**WHAT TO DO:** Take everything from the line containing "Would you mind indicating the fence" down to the end of the items and write it out again, with "Kindly" swapped for "Please" and nothing else altered.
[DATA SHOWN start]
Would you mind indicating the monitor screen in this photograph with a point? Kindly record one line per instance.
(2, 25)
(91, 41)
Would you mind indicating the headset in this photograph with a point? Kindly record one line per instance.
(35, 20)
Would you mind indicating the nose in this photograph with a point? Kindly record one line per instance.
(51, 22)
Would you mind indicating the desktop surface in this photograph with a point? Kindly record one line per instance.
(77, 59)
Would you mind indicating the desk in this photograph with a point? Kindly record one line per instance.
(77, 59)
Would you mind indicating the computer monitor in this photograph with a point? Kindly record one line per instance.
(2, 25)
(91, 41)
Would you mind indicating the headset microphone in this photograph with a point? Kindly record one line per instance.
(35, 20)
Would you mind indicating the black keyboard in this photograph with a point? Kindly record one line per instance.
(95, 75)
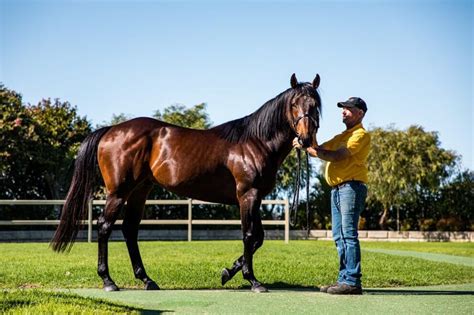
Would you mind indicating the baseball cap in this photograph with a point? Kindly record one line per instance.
(354, 102)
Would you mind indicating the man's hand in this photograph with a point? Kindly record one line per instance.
(296, 144)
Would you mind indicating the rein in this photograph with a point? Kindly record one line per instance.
(294, 206)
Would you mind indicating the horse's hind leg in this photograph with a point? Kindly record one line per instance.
(113, 205)
(131, 222)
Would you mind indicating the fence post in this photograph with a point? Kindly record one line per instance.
(287, 221)
(89, 221)
(190, 220)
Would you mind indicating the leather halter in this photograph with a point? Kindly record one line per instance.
(297, 120)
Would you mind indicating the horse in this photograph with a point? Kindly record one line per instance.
(233, 163)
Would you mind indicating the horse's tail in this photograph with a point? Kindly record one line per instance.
(79, 194)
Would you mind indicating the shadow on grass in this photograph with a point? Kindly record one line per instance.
(415, 292)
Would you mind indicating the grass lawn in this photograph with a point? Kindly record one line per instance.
(197, 265)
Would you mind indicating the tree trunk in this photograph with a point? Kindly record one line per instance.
(383, 219)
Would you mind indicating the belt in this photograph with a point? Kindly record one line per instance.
(348, 182)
[DATA SHOWN end]
**ANSWER IN FULL:**
Would you mind indicating the fence post in this photograph with a point? Please record one line per instance.
(287, 221)
(89, 221)
(190, 220)
Would you mind indicating the leather halter in this photograph with a point? Please record one line per instance.
(297, 120)
Would you mind indicating the horse in this photograph with a point? Please record one line per instance.
(233, 163)
Would you mind indicating the horse's tail in this photograph with a point? Please record one line per instance.
(79, 194)
Would you mind indicating the shadow on grass in this photograph with a point? Please record one line per instance.
(415, 292)
Would you mind indicating the grass lawn in this photograph with a point? Please record one line per instance.
(197, 265)
Would you mind indicating the tree trunk in this photograph with a point? Please record one line per instance.
(383, 219)
Would you mind indicating the belt in this photograph with a point? Please record one line per instance.
(348, 182)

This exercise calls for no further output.